WHAT THE TASK REQUIRES: Return, character for character, the lines from the one bearing "Verification task: does this scene contain any black cabinet" through the end of the material. Omit everything before that line.

TASK INPUT:
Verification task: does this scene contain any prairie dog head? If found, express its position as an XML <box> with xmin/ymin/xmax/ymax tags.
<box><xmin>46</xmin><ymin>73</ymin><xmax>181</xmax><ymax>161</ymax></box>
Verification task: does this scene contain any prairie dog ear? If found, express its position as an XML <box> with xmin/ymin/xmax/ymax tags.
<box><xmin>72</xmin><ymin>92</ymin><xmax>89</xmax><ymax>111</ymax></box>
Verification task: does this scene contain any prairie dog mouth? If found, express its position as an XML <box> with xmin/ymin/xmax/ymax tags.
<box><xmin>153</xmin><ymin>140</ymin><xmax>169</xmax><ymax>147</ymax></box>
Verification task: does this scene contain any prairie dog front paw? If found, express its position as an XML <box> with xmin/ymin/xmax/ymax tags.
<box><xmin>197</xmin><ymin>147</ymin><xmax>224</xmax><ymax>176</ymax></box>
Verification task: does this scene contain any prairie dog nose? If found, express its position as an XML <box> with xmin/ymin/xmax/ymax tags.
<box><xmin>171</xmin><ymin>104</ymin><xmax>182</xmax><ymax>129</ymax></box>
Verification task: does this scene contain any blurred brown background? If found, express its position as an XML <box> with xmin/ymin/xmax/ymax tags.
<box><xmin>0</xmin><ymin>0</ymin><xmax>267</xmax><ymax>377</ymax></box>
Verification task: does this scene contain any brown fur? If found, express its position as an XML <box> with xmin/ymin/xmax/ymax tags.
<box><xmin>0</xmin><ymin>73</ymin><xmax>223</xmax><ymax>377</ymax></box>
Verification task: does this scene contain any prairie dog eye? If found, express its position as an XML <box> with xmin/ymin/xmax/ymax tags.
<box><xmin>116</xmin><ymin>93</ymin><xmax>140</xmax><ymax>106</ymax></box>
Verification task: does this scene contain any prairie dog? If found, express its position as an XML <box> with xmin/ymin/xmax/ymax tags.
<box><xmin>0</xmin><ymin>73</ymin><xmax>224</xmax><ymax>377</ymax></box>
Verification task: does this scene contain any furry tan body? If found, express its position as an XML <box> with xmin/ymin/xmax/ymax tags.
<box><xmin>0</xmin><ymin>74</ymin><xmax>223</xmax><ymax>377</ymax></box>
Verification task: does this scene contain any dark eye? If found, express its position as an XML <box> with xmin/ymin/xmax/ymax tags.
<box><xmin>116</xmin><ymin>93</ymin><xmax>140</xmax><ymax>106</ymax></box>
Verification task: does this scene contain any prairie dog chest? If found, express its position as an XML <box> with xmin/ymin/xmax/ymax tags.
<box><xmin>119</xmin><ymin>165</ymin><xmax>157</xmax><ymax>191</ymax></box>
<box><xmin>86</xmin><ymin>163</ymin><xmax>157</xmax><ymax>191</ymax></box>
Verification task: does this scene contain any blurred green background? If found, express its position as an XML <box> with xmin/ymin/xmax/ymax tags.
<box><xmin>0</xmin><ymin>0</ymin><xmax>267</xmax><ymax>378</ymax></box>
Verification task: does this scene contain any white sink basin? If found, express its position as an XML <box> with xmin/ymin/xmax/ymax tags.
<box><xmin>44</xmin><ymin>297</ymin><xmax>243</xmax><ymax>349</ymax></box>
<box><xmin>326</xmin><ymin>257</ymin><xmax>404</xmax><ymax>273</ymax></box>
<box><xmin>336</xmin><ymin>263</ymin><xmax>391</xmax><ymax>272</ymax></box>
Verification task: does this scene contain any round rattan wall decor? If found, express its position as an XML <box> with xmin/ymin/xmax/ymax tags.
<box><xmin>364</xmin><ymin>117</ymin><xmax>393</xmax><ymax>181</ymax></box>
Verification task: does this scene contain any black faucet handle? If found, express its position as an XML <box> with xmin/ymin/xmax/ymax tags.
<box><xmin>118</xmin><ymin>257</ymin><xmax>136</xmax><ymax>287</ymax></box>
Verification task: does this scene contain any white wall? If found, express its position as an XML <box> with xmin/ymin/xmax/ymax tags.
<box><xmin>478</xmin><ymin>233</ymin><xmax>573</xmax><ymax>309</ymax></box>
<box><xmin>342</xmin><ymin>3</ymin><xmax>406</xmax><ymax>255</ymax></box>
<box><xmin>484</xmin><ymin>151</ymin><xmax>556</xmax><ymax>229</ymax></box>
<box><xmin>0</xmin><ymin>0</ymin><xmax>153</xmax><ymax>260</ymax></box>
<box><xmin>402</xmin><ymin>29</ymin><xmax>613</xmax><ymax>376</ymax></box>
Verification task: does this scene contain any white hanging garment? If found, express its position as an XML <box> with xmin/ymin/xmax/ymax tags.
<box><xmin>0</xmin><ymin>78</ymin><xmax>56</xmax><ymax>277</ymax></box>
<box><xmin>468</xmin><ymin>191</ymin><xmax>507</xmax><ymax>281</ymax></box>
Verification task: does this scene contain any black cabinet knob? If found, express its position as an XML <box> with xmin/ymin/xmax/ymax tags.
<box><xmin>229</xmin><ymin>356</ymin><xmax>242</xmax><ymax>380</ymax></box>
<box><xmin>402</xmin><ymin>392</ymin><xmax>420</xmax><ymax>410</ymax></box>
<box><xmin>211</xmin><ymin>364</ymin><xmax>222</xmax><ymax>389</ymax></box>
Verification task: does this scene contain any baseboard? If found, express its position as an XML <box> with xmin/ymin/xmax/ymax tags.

FULL SOLUTION:
Verification task: does this scene contain any black cabinet knob? If found, express its position as an XML <box> with xmin/ymin/xmax/ymax tags.
<box><xmin>229</xmin><ymin>356</ymin><xmax>242</xmax><ymax>380</ymax></box>
<box><xmin>402</xmin><ymin>392</ymin><xmax>420</xmax><ymax>410</ymax></box>
<box><xmin>211</xmin><ymin>364</ymin><xmax>222</xmax><ymax>389</ymax></box>
Verification task: does this scene contain any baseboard? If found, express its position as an XML <box> with xmin/ymin/xmax/ymax tags.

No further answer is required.